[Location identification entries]

--- BEGIN ---

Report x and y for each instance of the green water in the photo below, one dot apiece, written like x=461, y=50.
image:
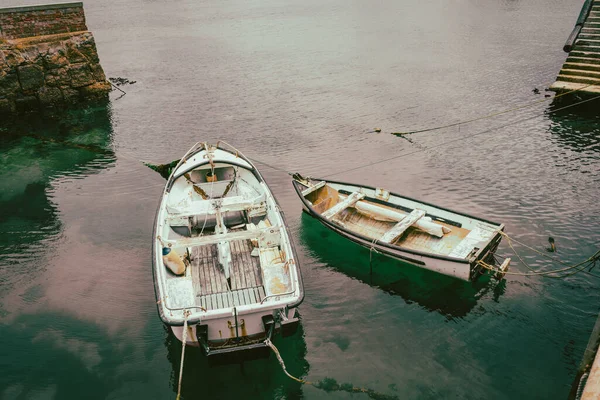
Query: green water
x=301, y=86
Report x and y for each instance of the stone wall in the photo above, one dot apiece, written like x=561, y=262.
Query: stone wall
x=20, y=22
x=52, y=69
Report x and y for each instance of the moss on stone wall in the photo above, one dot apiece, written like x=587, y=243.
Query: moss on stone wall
x=50, y=71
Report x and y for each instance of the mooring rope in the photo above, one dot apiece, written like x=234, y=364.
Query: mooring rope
x=466, y=137
x=329, y=384
x=489, y=115
x=186, y=314
x=568, y=270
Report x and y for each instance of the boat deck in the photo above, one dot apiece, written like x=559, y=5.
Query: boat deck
x=413, y=238
x=210, y=284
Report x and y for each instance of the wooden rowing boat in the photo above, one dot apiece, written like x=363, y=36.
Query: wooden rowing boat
x=409, y=230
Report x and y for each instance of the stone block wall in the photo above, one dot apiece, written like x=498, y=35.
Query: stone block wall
x=21, y=22
x=50, y=70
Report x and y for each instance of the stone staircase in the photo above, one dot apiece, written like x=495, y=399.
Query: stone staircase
x=581, y=70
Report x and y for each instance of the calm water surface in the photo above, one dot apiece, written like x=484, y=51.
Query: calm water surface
x=301, y=85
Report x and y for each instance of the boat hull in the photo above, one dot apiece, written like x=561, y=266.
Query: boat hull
x=219, y=336
x=464, y=269
x=242, y=282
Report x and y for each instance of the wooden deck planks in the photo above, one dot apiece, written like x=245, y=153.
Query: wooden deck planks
x=209, y=280
x=413, y=238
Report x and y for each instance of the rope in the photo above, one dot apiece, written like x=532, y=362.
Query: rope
x=329, y=384
x=489, y=115
x=186, y=314
x=460, y=138
x=272, y=346
x=371, y=250
x=567, y=271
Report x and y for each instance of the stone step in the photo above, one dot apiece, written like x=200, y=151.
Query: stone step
x=583, y=60
x=588, y=42
x=582, y=66
x=580, y=73
x=578, y=79
x=561, y=86
x=588, y=36
x=587, y=47
x=589, y=30
x=586, y=54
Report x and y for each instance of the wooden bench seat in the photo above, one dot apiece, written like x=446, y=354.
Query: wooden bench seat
x=341, y=206
x=398, y=229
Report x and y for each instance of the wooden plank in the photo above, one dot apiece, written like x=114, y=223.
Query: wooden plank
x=204, y=282
x=248, y=270
x=313, y=188
x=213, y=274
x=240, y=298
x=194, y=274
x=201, y=271
x=402, y=226
x=341, y=206
x=226, y=300
x=240, y=268
x=222, y=237
x=251, y=295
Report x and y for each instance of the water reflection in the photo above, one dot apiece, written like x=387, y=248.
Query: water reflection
x=239, y=377
x=53, y=363
x=36, y=150
x=448, y=296
x=576, y=128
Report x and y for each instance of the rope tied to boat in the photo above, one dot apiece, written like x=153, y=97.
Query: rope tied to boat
x=329, y=384
x=489, y=115
x=371, y=250
x=186, y=314
x=585, y=266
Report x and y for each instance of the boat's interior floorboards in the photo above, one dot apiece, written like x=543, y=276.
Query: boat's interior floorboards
x=210, y=284
x=413, y=238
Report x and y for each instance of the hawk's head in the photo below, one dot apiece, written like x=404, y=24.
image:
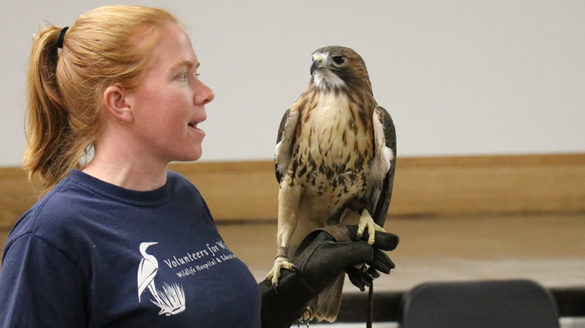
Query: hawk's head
x=337, y=68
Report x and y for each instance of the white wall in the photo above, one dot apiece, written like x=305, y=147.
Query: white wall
x=459, y=77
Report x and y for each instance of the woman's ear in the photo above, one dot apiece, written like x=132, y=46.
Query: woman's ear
x=114, y=99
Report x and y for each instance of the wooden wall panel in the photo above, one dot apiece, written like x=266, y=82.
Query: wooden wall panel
x=424, y=186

--- END ---

What you are asked to do –
Can you switch "floorboards" to "planks" in the stretch from the line containing "Report x and y for each instance of the boat's" through the line containing "x=337, y=68", giving those lines again with nothing else changed and the pictures left out?

Solution to this task –
Report x and y for each instance of the boat's interior planks in the photo above, one dot apiece, written like x=543, y=276.
Query: boat's interior planks
x=210, y=284
x=413, y=238
Report x and y for each instance of the hawk's head in the photo below, one dot apiece, written like x=404, y=24.
image:
Query: hawk's head
x=337, y=68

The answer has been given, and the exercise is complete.